Milton Cortez, director of AHARO Hawaii, is also using AI, and reviewing protocols for processing data. He noted that data could be useful in transferring patients to Molokai Health Center, which is 38 miles long and 16 miles wide—and is close to the shoreline. 

“The administration in Molokai is already looking for a place to move because of the rising sea level,” Cortez said. “The population they care for is 2,386 patients.”

— Cortez

Cortez said the use of AI for collecting data and processing information could be useful for the organization’s more than 52,000 statewide patients in establishing actual data points and transferring patients to different facilities. 

Trey Sutton, co-founder and CEO of Siftwell, said AI can be used to reduce administrative burden by allowing AI models to produce patient note summaries, or by allowing AI to draft messages to patients. 

Sutton said that if a healthcare organization is launching a campaign to increase breast cancer screenings, for example, a closed-loop AI effort can show curves of information related to the campaign and monitor actions of patients.

Records from a data collection
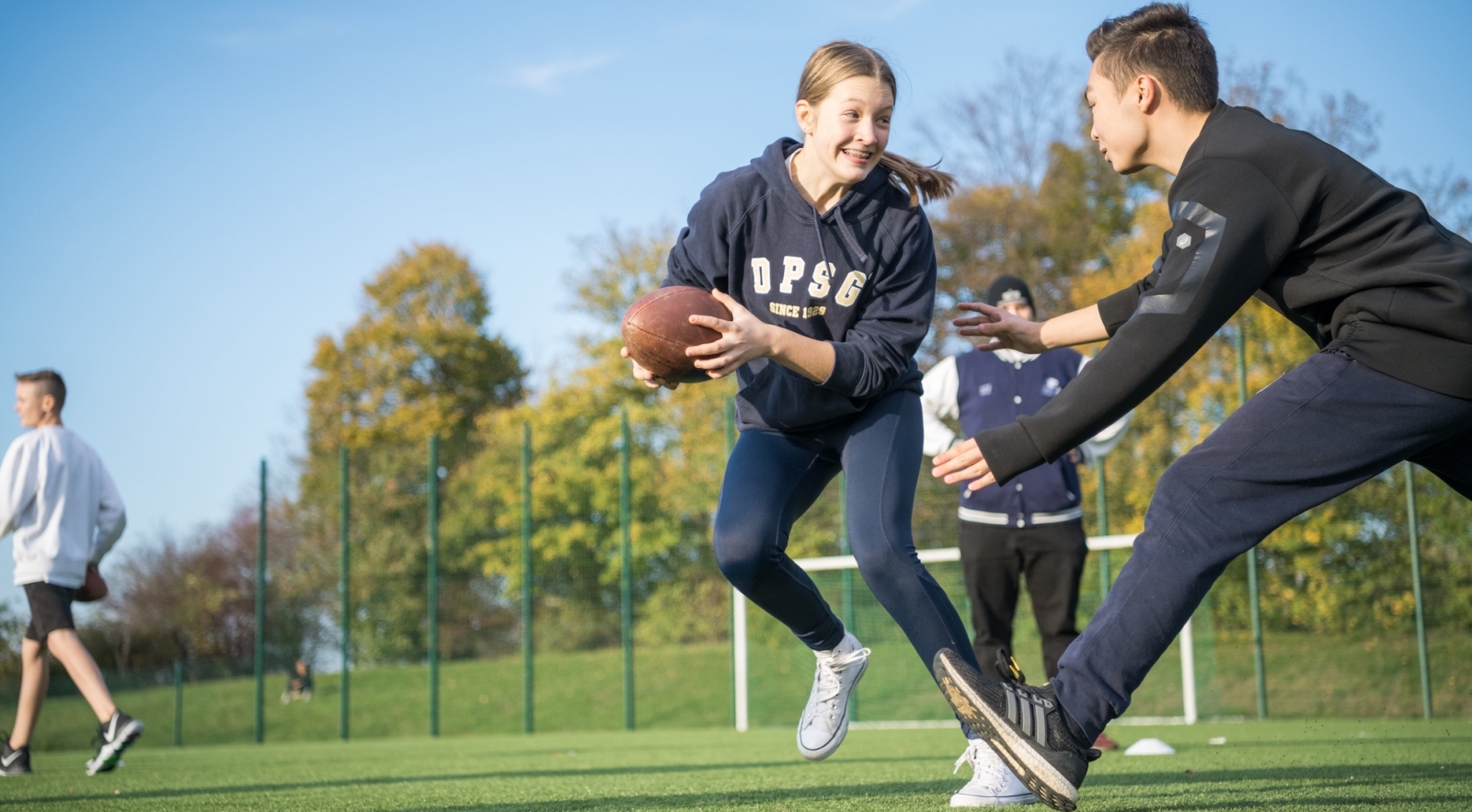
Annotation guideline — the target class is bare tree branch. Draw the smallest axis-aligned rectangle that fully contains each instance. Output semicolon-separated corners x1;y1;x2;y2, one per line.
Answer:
923;51;1073;189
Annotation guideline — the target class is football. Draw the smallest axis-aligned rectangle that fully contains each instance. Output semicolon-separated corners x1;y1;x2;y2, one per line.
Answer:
72;564;108;603
623;287;731;384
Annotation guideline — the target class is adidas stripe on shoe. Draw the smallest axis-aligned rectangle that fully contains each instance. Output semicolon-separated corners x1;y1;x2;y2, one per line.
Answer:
86;711;143;775
932;648;1099;812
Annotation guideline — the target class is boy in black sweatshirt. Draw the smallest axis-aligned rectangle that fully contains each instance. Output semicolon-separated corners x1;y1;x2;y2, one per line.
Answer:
935;5;1472;809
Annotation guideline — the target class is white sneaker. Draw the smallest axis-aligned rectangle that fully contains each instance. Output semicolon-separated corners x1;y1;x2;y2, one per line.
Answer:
951;738;1038;806
798;631;868;761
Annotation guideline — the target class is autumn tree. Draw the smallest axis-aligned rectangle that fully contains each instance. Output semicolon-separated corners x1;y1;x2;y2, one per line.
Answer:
300;243;525;660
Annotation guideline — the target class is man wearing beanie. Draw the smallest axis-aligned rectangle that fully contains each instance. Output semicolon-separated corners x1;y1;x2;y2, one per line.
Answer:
920;275;1129;746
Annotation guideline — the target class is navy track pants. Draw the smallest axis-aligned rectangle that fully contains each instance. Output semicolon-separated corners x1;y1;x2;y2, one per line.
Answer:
1052;351;1472;740
714;392;976;669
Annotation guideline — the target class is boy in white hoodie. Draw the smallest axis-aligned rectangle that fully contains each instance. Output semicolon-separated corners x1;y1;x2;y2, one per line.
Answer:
0;370;143;775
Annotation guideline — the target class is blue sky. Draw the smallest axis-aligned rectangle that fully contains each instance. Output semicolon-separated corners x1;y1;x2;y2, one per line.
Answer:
0;0;1472;597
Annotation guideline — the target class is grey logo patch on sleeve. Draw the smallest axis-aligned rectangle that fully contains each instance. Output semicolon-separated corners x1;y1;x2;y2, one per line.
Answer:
1135;200;1226;315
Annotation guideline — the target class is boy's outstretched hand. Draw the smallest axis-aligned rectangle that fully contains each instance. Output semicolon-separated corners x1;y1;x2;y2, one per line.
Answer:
951;302;1048;349
930;437;996;493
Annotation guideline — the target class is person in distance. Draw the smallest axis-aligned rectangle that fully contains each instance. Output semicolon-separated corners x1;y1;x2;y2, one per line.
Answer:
920;274;1131;750
624;41;1032;805
933;3;1472;809
0;370;143;775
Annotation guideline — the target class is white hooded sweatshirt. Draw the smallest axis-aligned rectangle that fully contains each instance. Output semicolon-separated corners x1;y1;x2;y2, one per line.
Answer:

TASK
Answer these questions from the text about AI in health care:
(a) Which organization does Milton Cortez direct?
(b) How many statewide patients does Cortez's organization serve?
(c) What positions does Trey Sutton hold at Siftwell?
These data come from a separate source.

RESULT OF THIS TASK
(a) AHARO Hawaii
(b) More than 52,000
(c) Co-founder and CEO